→ MATERIAL FOR THE TASK:

# # # # #

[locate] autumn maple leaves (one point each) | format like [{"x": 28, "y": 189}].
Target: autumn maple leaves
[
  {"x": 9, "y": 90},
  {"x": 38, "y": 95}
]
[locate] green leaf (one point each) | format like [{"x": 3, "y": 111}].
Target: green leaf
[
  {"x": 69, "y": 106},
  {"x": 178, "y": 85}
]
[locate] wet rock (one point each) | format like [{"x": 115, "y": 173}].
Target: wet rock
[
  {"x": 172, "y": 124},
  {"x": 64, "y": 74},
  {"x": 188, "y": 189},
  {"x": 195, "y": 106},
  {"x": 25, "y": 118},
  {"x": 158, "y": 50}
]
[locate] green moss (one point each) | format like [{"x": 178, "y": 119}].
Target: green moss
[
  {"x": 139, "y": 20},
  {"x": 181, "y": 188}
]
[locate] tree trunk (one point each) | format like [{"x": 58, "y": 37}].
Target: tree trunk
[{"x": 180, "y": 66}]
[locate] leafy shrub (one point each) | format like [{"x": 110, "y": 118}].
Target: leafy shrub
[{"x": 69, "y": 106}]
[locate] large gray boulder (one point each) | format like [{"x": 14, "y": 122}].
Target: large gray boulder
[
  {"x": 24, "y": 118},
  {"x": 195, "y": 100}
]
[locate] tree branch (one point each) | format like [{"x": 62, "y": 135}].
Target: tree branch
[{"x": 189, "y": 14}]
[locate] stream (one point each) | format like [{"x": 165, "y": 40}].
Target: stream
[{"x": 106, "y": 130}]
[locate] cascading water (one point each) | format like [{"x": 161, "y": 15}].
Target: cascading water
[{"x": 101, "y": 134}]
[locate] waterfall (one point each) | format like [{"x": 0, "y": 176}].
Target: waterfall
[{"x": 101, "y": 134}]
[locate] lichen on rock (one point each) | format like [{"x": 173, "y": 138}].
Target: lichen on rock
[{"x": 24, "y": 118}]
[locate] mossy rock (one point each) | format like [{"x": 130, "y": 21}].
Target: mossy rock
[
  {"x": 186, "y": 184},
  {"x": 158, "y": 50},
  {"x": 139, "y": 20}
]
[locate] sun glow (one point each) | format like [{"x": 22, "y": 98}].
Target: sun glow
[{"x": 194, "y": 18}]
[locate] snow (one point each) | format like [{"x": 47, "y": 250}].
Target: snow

# # # # #

Write out all of the entries above again, word for word and character for character, leaving nothing out and changing nothing.

→ THE RESULT:
[locate] autumn maple leaves (one point each) | format like [{"x": 28, "y": 189}].
Target: autumn maple leaves
[
  {"x": 9, "y": 90},
  {"x": 38, "y": 95}
]
[locate] green leaf (one point each) | format like [{"x": 3, "y": 111}].
Target: green leaf
[
  {"x": 69, "y": 106},
  {"x": 178, "y": 85}
]
[locate] wet rock (one point each) | format like [{"x": 115, "y": 173}].
Target: wet rock
[
  {"x": 172, "y": 124},
  {"x": 64, "y": 74},
  {"x": 188, "y": 189},
  {"x": 195, "y": 106},
  {"x": 25, "y": 118},
  {"x": 158, "y": 50}
]
[locate] green moss (one point each) | format like [{"x": 178, "y": 119}].
Target: green moss
[
  {"x": 139, "y": 20},
  {"x": 181, "y": 188}
]
[locate] tree trunk (one point each) | format like [{"x": 58, "y": 37}].
Target: tree trunk
[{"x": 180, "y": 66}]
[locate] leafy shrub (one point each) | format like [{"x": 110, "y": 118}].
Target: leafy shrub
[{"x": 69, "y": 106}]
[locate] large gray boulder (one point each) | format like [{"x": 14, "y": 122}].
Target: large gray boulder
[
  {"x": 24, "y": 118},
  {"x": 195, "y": 100}
]
[locate] tree branch (one point each) | format like [{"x": 62, "y": 135}].
Target: tree branch
[{"x": 189, "y": 14}]
[locate] stream (one point each) | format like [{"x": 165, "y": 40}].
Target: stream
[{"x": 106, "y": 130}]
[locate] cascading water (one point each) | format like [{"x": 161, "y": 15}].
Target: cascading water
[{"x": 101, "y": 134}]
[locate] waterfall (one point each) | format like [{"x": 0, "y": 176}].
Target: waterfall
[{"x": 101, "y": 134}]
[locate] lichen on rock (one point each) | format like [{"x": 173, "y": 138}].
Target: lichen on rock
[{"x": 24, "y": 118}]
[locate] mossy rock (one point each) | format like [{"x": 130, "y": 21}].
Target: mossy rock
[
  {"x": 186, "y": 184},
  {"x": 158, "y": 50},
  {"x": 139, "y": 20}
]
[locate] sun glow (one point each) | format like [{"x": 22, "y": 98}].
Target: sun glow
[{"x": 194, "y": 18}]
[locate] snow (one point each) | format like [{"x": 47, "y": 250}].
Target: snow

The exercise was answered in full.